- _WORK TO BE COMPLETED_:
Arrange every line of the items below as a Markdown table with the columns Row and Line, numbering each row and omitting blank lines.

- _PROVIDED RECORDS_:
#####

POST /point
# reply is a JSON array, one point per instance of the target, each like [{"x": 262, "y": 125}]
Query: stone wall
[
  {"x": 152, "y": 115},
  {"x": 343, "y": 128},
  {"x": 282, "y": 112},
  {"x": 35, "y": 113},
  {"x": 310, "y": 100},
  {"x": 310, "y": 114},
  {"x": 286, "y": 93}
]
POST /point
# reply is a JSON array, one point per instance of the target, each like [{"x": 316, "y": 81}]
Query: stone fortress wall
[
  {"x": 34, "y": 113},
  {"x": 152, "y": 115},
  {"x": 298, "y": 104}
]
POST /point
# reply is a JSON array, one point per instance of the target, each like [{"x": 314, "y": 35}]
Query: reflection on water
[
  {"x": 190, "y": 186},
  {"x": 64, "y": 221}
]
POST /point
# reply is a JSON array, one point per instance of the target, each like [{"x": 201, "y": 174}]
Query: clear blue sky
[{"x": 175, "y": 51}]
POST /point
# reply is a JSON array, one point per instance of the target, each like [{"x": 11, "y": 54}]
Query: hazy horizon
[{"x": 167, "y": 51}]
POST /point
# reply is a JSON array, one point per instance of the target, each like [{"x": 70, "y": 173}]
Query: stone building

#####

- _THE RESULT_:
| Row | Line |
|---|---|
| 1 | POST /point |
| 2 | # reply is a JSON array, one point per instance of the target, each like [{"x": 262, "y": 125}] |
| 3 | Query: stone wall |
| 4 | [ |
| 5 |   {"x": 152, "y": 115}, |
| 6 |   {"x": 343, "y": 128}, |
| 7 |   {"x": 282, "y": 112}, |
| 8 |   {"x": 35, "y": 113}, |
| 9 |   {"x": 310, "y": 100}, |
| 10 |   {"x": 310, "y": 114}, |
| 11 |   {"x": 286, "y": 93} |
| 12 | ] |
| 13 | POST /point |
| 14 | # reply is a JSON array, one point per instance of the target, each like [{"x": 316, "y": 81}] |
| 15 | Query: stone fortress wall |
| 16 | [ |
| 17 |   {"x": 34, "y": 113}, |
| 18 |   {"x": 152, "y": 115}, |
| 19 |   {"x": 298, "y": 104} |
| 20 | ] |
| 21 | POST /point |
| 22 | # reply is a JSON array, one point per instance of the target, each like [{"x": 314, "y": 35}] |
| 23 | Query: reflection on water |
| 24 | [ |
| 25 |   {"x": 190, "y": 186}, |
| 26 |   {"x": 64, "y": 221} |
| 27 | ] |
| 28 | POST /point |
| 29 | # reply is a JSON array, one point per instance of the target, each like [{"x": 201, "y": 174}] |
| 30 | Query: clear blue sky |
| 31 | [{"x": 175, "y": 51}] |
| 32 | POST /point |
| 33 | # reply is a JSON array, one point per instance of the target, each like [{"x": 11, "y": 54}] |
| 34 | Query: hazy horizon |
| 35 | [{"x": 167, "y": 51}] |
| 36 | POST /point |
| 37 | # reply is a JSON array, one point per instance of the target, each like [{"x": 70, "y": 173}] |
| 38 | Query: stone building |